Repeat each record exactly. Any picture gets left out.

---------- Excerpted data

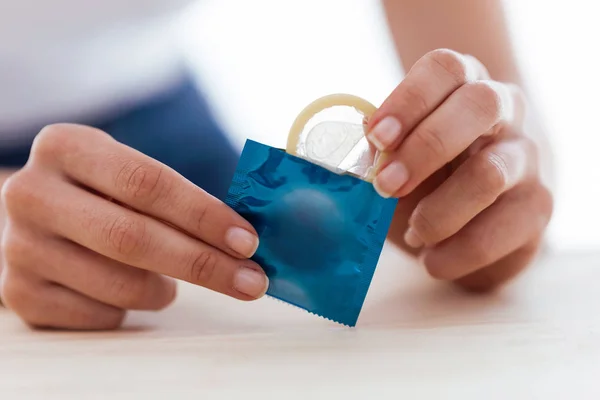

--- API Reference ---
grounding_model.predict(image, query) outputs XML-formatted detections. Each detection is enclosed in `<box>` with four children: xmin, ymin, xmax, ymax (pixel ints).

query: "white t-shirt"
<box><xmin>0</xmin><ymin>0</ymin><xmax>196</xmax><ymax>146</ymax></box>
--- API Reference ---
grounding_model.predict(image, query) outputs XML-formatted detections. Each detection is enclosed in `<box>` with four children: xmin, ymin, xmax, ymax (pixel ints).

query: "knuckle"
<box><xmin>461</xmin><ymin>81</ymin><xmax>502</xmax><ymax>124</ymax></box>
<box><xmin>470</xmin><ymin>152</ymin><xmax>509</xmax><ymax>200</ymax></box>
<box><xmin>115</xmin><ymin>161</ymin><xmax>169</xmax><ymax>205</ymax></box>
<box><xmin>185</xmin><ymin>251</ymin><xmax>218</xmax><ymax>286</ymax></box>
<box><xmin>400</xmin><ymin>83</ymin><xmax>429</xmax><ymax>117</ymax></box>
<box><xmin>31</xmin><ymin>124</ymin><xmax>109</xmax><ymax>165</ymax></box>
<box><xmin>0</xmin><ymin>272</ymin><xmax>35</xmax><ymax>318</ymax></box>
<box><xmin>107</xmin><ymin>271</ymin><xmax>150</xmax><ymax>309</ymax></box>
<box><xmin>466</xmin><ymin>233</ymin><xmax>495</xmax><ymax>267</ymax></box>
<box><xmin>0</xmin><ymin>171</ymin><xmax>30</xmax><ymax>215</ymax></box>
<box><xmin>463</xmin><ymin>54</ymin><xmax>489</xmax><ymax>78</ymax></box>
<box><xmin>190</xmin><ymin>202</ymin><xmax>211</xmax><ymax>233</ymax></box>
<box><xmin>426</xmin><ymin>49</ymin><xmax>469</xmax><ymax>85</ymax></box>
<box><xmin>103</xmin><ymin>215</ymin><xmax>149</xmax><ymax>258</ymax></box>
<box><xmin>1</xmin><ymin>169</ymin><xmax>44</xmax><ymax>217</ymax></box>
<box><xmin>410</xmin><ymin>203</ymin><xmax>441</xmax><ymax>244</ymax></box>
<box><xmin>413</xmin><ymin>124</ymin><xmax>447</xmax><ymax>157</ymax></box>
<box><xmin>30</xmin><ymin>124</ymin><xmax>75</xmax><ymax>162</ymax></box>
<box><xmin>1</xmin><ymin>231</ymin><xmax>31</xmax><ymax>269</ymax></box>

--------------------

Result of the task:
--- API Reference ---
grounding_model.predict(image, query) outputs XML-formatted detections. Each detection is enclosed in `<box>` with four children: xmin, ymin, xmax, ymax (pixel ints).

query: "white t-shirt"
<box><xmin>0</xmin><ymin>0</ymin><xmax>196</xmax><ymax>146</ymax></box>
--- API Reference ---
grounding_model.predict(image, query) outputs XML-formatted detections. Each detection is enclosed in `<box>` with four children: xmin, ymin, xmax, ymax (pixel ints).

query: "knuckle"
<box><xmin>461</xmin><ymin>81</ymin><xmax>502</xmax><ymax>124</ymax></box>
<box><xmin>470</xmin><ymin>152</ymin><xmax>509</xmax><ymax>200</ymax></box>
<box><xmin>115</xmin><ymin>161</ymin><xmax>169</xmax><ymax>205</ymax></box>
<box><xmin>185</xmin><ymin>251</ymin><xmax>218</xmax><ymax>286</ymax></box>
<box><xmin>400</xmin><ymin>83</ymin><xmax>429</xmax><ymax>117</ymax></box>
<box><xmin>31</xmin><ymin>124</ymin><xmax>109</xmax><ymax>165</ymax></box>
<box><xmin>0</xmin><ymin>272</ymin><xmax>35</xmax><ymax>318</ymax></box>
<box><xmin>107</xmin><ymin>271</ymin><xmax>150</xmax><ymax>309</ymax></box>
<box><xmin>466</xmin><ymin>233</ymin><xmax>495</xmax><ymax>267</ymax></box>
<box><xmin>0</xmin><ymin>171</ymin><xmax>30</xmax><ymax>215</ymax></box>
<box><xmin>463</xmin><ymin>54</ymin><xmax>489</xmax><ymax>78</ymax></box>
<box><xmin>190</xmin><ymin>202</ymin><xmax>211</xmax><ymax>233</ymax></box>
<box><xmin>426</xmin><ymin>49</ymin><xmax>469</xmax><ymax>85</ymax></box>
<box><xmin>103</xmin><ymin>215</ymin><xmax>149</xmax><ymax>258</ymax></box>
<box><xmin>1</xmin><ymin>169</ymin><xmax>44</xmax><ymax>217</ymax></box>
<box><xmin>410</xmin><ymin>203</ymin><xmax>441</xmax><ymax>244</ymax></box>
<box><xmin>413</xmin><ymin>124</ymin><xmax>447</xmax><ymax>157</ymax></box>
<box><xmin>30</xmin><ymin>124</ymin><xmax>75</xmax><ymax>162</ymax></box>
<box><xmin>1</xmin><ymin>231</ymin><xmax>31</xmax><ymax>269</ymax></box>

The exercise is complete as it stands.